* 提供資料:
見出し画像

障害のある子 - 親なきあとのお金の管理は誰がする?

障害のある子のお金の管理は、親が子どもの代わりに行っていたり、管理を手伝ったりしていることが多いと思います。子どもが自分一人ではお金を自由にかつ安全に使うことができない場合は、親なきあとに備えて、お金を管理する手段を考えておく必要があります。いくらお金があっても自分のために、かつ安全に使うことができないと意味がありません。

お金を管理する手段にはどのようなものがあるでしょうか?

金銭管理がある程度できる人は、大きなお金を持つ代わりに、「定期的にお金が入る仕組み」をもつことで、金銭管理が安全かつ楽になります。

お金をうまく使う判断能力が十分でない人には「成年後見制度」、ある程度の判断能力はあるけれども日常のお金の出し入れが心配な人には「日常生活自立支援事業」の利用などが考えられます。

定期的にお金が入る仕組み

大金を持っていると、詐欺で騙しとられるリスクや、残高管理がうまくできないためにあるだけ使ってしまう恐れがあります。大金を管理していくのではなく、定期的に必要な金額を受け取れるようにしておくことでお金の管理はずいぶん楽になります。

定期的にお金を受け取る仕組みで、親が残せるものをいくつか見てみましょう。

信託(家族信託、信託銀行・銀行の遺言代用信託、生命保険信託)

信頼できる親族や企業に財産を託して子どものために使ってもらうのが”信託”です。

委託者(親など)が受託者(親族、信託会社などの企業)に財産を預けて管理してもらい、財産及び財産から生じる利益を受益者(子など)に定期的に渡してもらいます。

信託についてはこちら

障害者扶養共済制度(しょうがい共済)

障害のある人を育てている保護者が毎月掛金を納めることで、保護者が亡くなった時などに、障害のある人に対して一定額の年金を一生涯支給する公的制度です。

支給額:月2万円/口(最大2口まで)

掛金月額:9,300~23,300円/口(加入時の保護者の年齢による)

子どもが2万円を受給するためには、掛金払い込み期間中に親が死亡・高度障害になる場合を除いて、定められた長期間掛金を払い続ける必要があり、掛金総額は加入する年齢によって346万円~556万円程度になります。しょうがい共済は定期的にお金を一生涯もらえる制度ですが、制度をよく理解した家で加入すべきものなので、別の機会に詳しく触れたいと思います。

生命保険の個人年金保険

親が保険料を支払い、子どもを年金受取人とすることで、子どもが定額を受け取るようにすることができます。ただし、以下の理由からお勧めしていません。
・年金形式ではなく一括で受け取るように受取人が変更できる。
・金額によっては年金受取時に雑所得として確定申告が必要となる。

* 取り組む課題:
提供資料で、生命保険の個人年金保険が勧められていない理由を一〜三文で説明してください。 記録はこの作業にまったく関係しません。

* 抽出された情報:
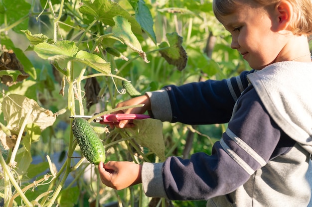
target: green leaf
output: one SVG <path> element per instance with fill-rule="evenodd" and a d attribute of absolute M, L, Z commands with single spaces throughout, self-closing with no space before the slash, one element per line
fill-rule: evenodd
<path fill-rule="evenodd" d="M 57 198 L 57 202 L 62 207 L 71 207 L 78 202 L 79 189 L 76 186 L 62 190 Z"/>
<path fill-rule="evenodd" d="M 42 162 L 37 164 L 30 164 L 27 175 L 29 178 L 34 178 L 36 175 L 44 172 L 48 167 L 49 163 L 47 162 Z"/>
<path fill-rule="evenodd" d="M 118 3 L 108 0 L 84 0 L 82 2 L 83 5 L 79 8 L 81 13 L 90 15 L 110 26 L 114 26 L 115 24 L 113 20 L 114 16 L 123 16 L 130 22 L 134 33 L 142 33 L 139 23 Z"/>
<path fill-rule="evenodd" d="M 54 44 L 42 42 L 34 47 L 34 51 L 39 57 L 49 60 L 71 60 L 78 50 L 75 43 L 68 40 L 59 41 Z"/>
<path fill-rule="evenodd" d="M 18 149 L 15 161 L 17 163 L 17 169 L 20 173 L 19 175 L 24 174 L 32 161 L 30 151 L 24 147 Z"/>
<path fill-rule="evenodd" d="M 156 44 L 156 35 L 154 32 L 154 22 L 150 9 L 145 4 L 144 0 L 137 1 L 129 0 L 129 2 L 136 11 L 136 19 L 139 22 L 142 29 Z"/>
<path fill-rule="evenodd" d="M 0 71 L 0 77 L 2 77 L 3 76 L 10 76 L 13 79 L 13 82 L 16 81 L 17 77 L 19 75 L 22 75 L 22 73 L 19 71 L 11 71 L 9 70 Z"/>
<path fill-rule="evenodd" d="M 20 30 L 28 28 L 28 16 L 30 10 L 30 4 L 25 0 L 2 0 L 3 7 L 0 13 L 0 25 L 6 23 L 8 25 L 15 23 L 22 18 L 24 19 L 13 28 L 13 30 L 17 33 L 21 33 Z M 5 17 L 5 18 L 4 18 Z"/>
<path fill-rule="evenodd" d="M 34 51 L 41 58 L 51 61 L 74 61 L 85 64 L 106 74 L 110 71 L 110 64 L 100 56 L 86 51 L 79 51 L 74 42 L 60 41 L 54 44 L 43 42 L 35 45 Z M 64 72 L 65 73 L 65 72 Z"/>
<path fill-rule="evenodd" d="M 77 53 L 75 57 L 76 61 L 84 63 L 100 73 L 109 74 L 111 71 L 111 64 L 98 55 L 81 50 Z"/>
<path fill-rule="evenodd" d="M 140 145 L 148 148 L 163 161 L 164 141 L 162 135 L 162 122 L 154 118 L 134 120 L 136 127 L 126 129 L 136 130 L 135 140 Z"/>
<path fill-rule="evenodd" d="M 114 17 L 115 25 L 112 32 L 114 35 L 120 39 L 130 49 L 139 53 L 140 56 L 147 63 L 149 63 L 146 54 L 142 50 L 140 42 L 131 31 L 131 25 L 127 19 L 121 16 Z"/>
<path fill-rule="evenodd" d="M 36 45 L 39 43 L 42 42 L 51 42 L 52 39 L 49 38 L 48 37 L 43 34 L 32 34 L 31 32 L 28 29 L 26 30 L 21 30 L 24 32 L 27 38 L 29 40 L 30 44 L 32 45 Z"/>
<path fill-rule="evenodd" d="M 166 36 L 170 46 L 167 48 L 168 44 L 162 42 L 159 47 L 164 49 L 159 50 L 159 53 L 168 63 L 176 66 L 179 71 L 181 71 L 185 68 L 187 63 L 187 55 L 182 46 L 183 38 L 176 32 L 167 33 Z"/>

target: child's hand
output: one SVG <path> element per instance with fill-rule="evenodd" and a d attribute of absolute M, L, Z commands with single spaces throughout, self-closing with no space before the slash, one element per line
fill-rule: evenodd
<path fill-rule="evenodd" d="M 131 162 L 109 161 L 99 164 L 102 182 L 116 190 L 142 183 L 142 165 Z"/>
<path fill-rule="evenodd" d="M 151 102 L 150 98 L 147 95 L 141 96 L 140 97 L 134 98 L 127 101 L 121 102 L 117 104 L 116 108 L 123 106 L 128 106 L 130 105 L 138 105 L 139 104 L 144 104 L 143 107 L 137 107 L 136 108 L 130 108 L 124 110 L 115 111 L 113 113 L 136 113 L 142 114 L 148 110 L 151 110 Z M 129 120 L 122 120 L 119 122 L 118 125 L 110 124 L 110 126 L 113 128 L 114 126 L 123 128 L 125 127 L 129 127 L 133 126 L 133 124 L 129 123 Z"/>

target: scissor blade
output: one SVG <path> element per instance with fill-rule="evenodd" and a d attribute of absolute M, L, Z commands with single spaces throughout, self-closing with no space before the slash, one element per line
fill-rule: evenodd
<path fill-rule="evenodd" d="M 69 118 L 91 118 L 93 116 L 87 115 L 75 115 L 73 116 L 69 116 Z"/>

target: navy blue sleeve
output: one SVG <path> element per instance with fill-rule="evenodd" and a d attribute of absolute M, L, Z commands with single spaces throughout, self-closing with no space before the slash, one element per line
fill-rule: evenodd
<path fill-rule="evenodd" d="M 169 199 L 207 200 L 228 194 L 295 144 L 270 116 L 254 89 L 242 95 L 235 108 L 211 155 L 197 153 L 189 159 L 166 160 L 163 181 Z"/>
<path fill-rule="evenodd" d="M 239 76 L 222 81 L 209 80 L 164 87 L 171 104 L 171 122 L 189 124 L 228 122 L 237 98 L 248 86 L 246 76 L 253 72 L 245 71 Z"/>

* この課題の解答:
受取人が、年金形式ではなく一括で受け取るように変更できるためです。また、金額によっては、年金を受け取るときに雑所得として確定申告が必要になることも理由に挙げられています。